Output each entry exactly; skip nothing.
········
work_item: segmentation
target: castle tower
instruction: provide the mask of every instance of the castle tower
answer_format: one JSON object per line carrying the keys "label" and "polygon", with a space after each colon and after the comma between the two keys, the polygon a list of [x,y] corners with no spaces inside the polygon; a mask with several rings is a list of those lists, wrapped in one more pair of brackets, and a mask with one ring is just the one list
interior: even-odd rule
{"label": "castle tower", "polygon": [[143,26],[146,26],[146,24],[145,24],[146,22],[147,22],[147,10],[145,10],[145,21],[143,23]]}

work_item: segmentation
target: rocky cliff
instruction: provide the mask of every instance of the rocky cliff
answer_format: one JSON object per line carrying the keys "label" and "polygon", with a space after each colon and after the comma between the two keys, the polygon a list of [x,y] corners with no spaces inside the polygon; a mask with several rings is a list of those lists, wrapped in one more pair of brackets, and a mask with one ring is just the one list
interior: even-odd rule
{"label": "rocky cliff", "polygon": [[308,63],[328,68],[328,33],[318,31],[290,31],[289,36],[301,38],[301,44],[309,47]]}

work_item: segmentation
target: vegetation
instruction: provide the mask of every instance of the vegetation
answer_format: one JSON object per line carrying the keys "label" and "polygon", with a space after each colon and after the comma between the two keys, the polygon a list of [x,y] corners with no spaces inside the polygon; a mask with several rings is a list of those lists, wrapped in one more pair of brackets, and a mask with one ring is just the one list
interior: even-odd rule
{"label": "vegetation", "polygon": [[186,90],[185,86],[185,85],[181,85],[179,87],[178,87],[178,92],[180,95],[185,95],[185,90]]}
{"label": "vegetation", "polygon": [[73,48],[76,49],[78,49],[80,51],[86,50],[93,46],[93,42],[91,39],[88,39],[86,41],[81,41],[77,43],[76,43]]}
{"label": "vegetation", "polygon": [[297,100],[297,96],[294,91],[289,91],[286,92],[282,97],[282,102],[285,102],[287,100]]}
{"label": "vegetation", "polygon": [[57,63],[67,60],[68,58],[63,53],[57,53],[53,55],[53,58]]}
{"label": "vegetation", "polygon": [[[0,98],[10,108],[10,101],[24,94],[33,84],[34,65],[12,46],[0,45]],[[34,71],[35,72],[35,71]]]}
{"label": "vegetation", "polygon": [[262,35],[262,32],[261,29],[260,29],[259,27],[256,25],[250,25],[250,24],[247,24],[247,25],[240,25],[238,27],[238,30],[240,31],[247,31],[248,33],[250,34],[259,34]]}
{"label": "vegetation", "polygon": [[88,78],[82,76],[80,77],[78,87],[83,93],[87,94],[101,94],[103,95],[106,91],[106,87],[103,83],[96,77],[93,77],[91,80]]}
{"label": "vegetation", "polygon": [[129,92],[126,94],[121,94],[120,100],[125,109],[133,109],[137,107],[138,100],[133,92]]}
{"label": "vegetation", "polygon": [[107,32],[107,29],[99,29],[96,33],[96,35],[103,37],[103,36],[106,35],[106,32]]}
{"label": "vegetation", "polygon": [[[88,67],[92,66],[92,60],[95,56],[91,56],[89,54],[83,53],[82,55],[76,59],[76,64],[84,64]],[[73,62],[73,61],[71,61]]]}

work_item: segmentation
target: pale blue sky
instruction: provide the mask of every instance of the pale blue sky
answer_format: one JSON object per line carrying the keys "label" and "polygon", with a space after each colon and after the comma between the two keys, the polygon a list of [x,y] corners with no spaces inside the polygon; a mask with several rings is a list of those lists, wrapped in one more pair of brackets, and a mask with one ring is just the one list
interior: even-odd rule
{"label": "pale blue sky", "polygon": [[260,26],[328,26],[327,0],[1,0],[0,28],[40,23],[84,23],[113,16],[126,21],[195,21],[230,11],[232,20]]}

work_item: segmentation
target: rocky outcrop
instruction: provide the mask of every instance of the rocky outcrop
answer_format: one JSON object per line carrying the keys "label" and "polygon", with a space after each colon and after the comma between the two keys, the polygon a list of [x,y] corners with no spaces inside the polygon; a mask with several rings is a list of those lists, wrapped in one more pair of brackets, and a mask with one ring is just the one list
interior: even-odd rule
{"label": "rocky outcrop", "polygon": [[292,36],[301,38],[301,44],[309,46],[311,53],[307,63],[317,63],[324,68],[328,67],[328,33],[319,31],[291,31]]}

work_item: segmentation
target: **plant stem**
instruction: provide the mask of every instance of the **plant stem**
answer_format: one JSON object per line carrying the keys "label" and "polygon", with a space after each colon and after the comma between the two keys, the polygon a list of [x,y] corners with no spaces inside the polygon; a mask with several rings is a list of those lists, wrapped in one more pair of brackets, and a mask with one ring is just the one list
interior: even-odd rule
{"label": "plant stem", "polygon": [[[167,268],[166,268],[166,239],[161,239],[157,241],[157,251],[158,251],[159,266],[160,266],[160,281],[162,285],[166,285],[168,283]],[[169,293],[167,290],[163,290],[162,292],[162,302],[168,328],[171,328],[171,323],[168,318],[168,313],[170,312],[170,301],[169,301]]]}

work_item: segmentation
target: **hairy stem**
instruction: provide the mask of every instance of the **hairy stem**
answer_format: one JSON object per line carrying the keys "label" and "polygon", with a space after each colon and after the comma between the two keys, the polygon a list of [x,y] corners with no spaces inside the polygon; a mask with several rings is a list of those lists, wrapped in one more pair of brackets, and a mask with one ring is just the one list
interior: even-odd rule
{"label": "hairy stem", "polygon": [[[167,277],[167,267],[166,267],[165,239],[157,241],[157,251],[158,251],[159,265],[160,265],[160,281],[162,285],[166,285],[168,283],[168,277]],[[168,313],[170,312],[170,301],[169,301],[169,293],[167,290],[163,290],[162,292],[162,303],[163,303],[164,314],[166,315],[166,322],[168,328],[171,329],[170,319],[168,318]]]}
········
_TASK ANSWER_:
work_item: segmentation
target: castle tower
instruction: provide the mask of every instance of the castle tower
answer_format: one JSON object per line carrying the keys "label" and "polygon", with a space after each colon and after the comma between the two keys, the polygon a list of [x,y] corners with no spaces inside the polygon; a mask with several rings is a list of those lists, wrapped in one more pair of brackets, and a mask with one ring is just the one list
interior: even-odd rule
{"label": "castle tower", "polygon": [[143,26],[146,26],[146,24],[145,24],[146,22],[147,22],[147,10],[145,10],[145,21],[143,23]]}

work_item: segmentation
target: rocky cliff
instruction: provide the mask of every instance of the rocky cliff
answer_format: one JSON object per line carrying the keys "label" and "polygon", with a space after each colon and after the comma between the two keys, the polygon a list of [x,y] corners with no spaces inside the polygon; a mask with several rings is a list of those lists, wrapped in one more pair of brackets, and a mask with one ring is just the one list
interior: even-odd rule
{"label": "rocky cliff", "polygon": [[308,63],[328,68],[328,33],[318,31],[290,31],[289,36],[301,38],[301,44],[309,47]]}

work_item: segmentation
target: vegetation
instruction: provide the mask of every instance of the vegetation
answer_format: one JSON object per line carrying the keys "label" and "polygon", with a space after each colon and after the comma between the two keys, the polygon a list of [x,y] corners with no spaces inside the polygon; a mask with several rings is a list of those lists, wrapped in one more pair of brackets, and a mask with one ring is just the one list
interior: even-odd rule
{"label": "vegetation", "polygon": [[186,90],[185,86],[185,85],[181,85],[179,87],[178,87],[178,92],[180,95],[185,95],[185,90]]}
{"label": "vegetation", "polygon": [[73,48],[76,49],[78,49],[80,51],[86,50],[93,46],[93,42],[91,39],[88,39],[86,41],[81,41],[77,43],[76,43]]}
{"label": "vegetation", "polygon": [[297,100],[297,96],[294,91],[289,91],[286,92],[282,97],[282,102],[285,102],[287,100]]}
{"label": "vegetation", "polygon": [[57,63],[67,60],[68,58],[63,53],[57,53],[53,55],[53,58]]}
{"label": "vegetation", "polygon": [[[0,98],[10,108],[10,101],[24,94],[33,84],[34,65],[12,46],[0,45]],[[34,71],[35,72],[35,71]]]}
{"label": "vegetation", "polygon": [[262,35],[262,32],[261,29],[260,29],[259,27],[256,25],[250,25],[250,24],[247,24],[247,25],[240,25],[238,27],[238,30],[240,31],[247,31],[248,33],[250,34],[259,34]]}
{"label": "vegetation", "polygon": [[88,78],[82,76],[80,77],[78,87],[83,93],[87,94],[101,94],[103,95],[106,91],[106,87],[103,83],[96,77],[93,77],[91,80]]}
{"label": "vegetation", "polygon": [[129,92],[126,94],[121,94],[120,100],[125,109],[133,109],[137,107],[138,100],[133,92]]}
{"label": "vegetation", "polygon": [[107,32],[107,29],[99,29],[96,33],[96,35],[103,37],[103,36],[106,35],[106,32]]}
{"label": "vegetation", "polygon": [[[88,67],[92,66],[92,60],[95,56],[91,56],[89,54],[83,53],[82,55],[76,59],[76,64],[84,64]],[[73,62],[73,61],[71,61]]]}

work_item: segmentation
target: pale blue sky
instruction: provide the mask of every instance of the pale blue sky
answer_format: one JSON object per line carrying the keys "label" and "polygon", with a space after each colon and after the comma between the two keys, the polygon a list of [x,y] corners with no spaces inside the polygon; a mask with several rings is a list of those lists, wrapped in one more pair of brackets, and a mask with one ring is just the one list
interior: even-odd rule
{"label": "pale blue sky", "polygon": [[260,26],[328,26],[327,0],[1,0],[0,28],[40,23],[84,23],[113,16],[126,21],[195,21],[230,11],[232,20]]}

work_item: segmentation
target: rocky outcrop
instruction: provide the mask of every instance of the rocky outcrop
answer_format: one JSON object per line carrying the keys "label" and "polygon", with a space after each colon and after the comma between the two keys, the polygon a list of [x,y] corners with no spaces inside the polygon; a mask with several rings is a list of those lists, wrapped in one more pair of brackets, and a mask with one ring is just the one list
interior: even-odd rule
{"label": "rocky outcrop", "polygon": [[292,36],[301,38],[301,44],[309,46],[311,53],[307,63],[317,63],[324,68],[328,67],[328,33],[319,31],[291,31]]}

work_item: segmentation
target: **plant stem**
instruction: provide the mask of every instance of the **plant stem**
answer_format: one JSON object per line carrying the keys "label" and "polygon", with a space after each colon and after the comma between the two keys, the polygon a list of [x,y] corners with no spaces inside the polygon; a mask with several rings is a list of those lists, wrapped in one more pair of brackets, and a mask with one ring is just the one list
interior: even-odd rule
{"label": "plant stem", "polygon": [[[167,268],[166,268],[166,239],[161,239],[157,241],[157,251],[158,251],[159,266],[160,266],[160,281],[162,285],[166,285],[168,283]],[[169,293],[167,290],[163,290],[162,292],[162,302],[168,328],[171,328],[171,323],[168,318],[168,313],[170,312],[170,301],[169,301]]]}

work_item: segmentation
target: **hairy stem**
instruction: provide the mask of every instance of the **hairy stem**
answer_format: one JSON object per line carrying the keys "label" and "polygon", with a space after each colon and after the comma between the two keys, the polygon a list of [x,y] corners with no spaces inside the polygon; a mask with several rings is a list of those lists, wrapped in one more pair of brackets, and a mask with one ring is just the one list
interior: even-odd rule
{"label": "hairy stem", "polygon": [[[167,277],[167,267],[166,267],[165,239],[157,241],[157,251],[158,251],[159,265],[160,265],[160,281],[162,285],[166,285],[168,283],[168,277]],[[168,313],[170,312],[170,301],[169,301],[169,293],[167,290],[163,290],[162,292],[162,303],[163,303],[164,314],[166,315],[166,322],[168,328],[171,329],[170,319],[168,318]]]}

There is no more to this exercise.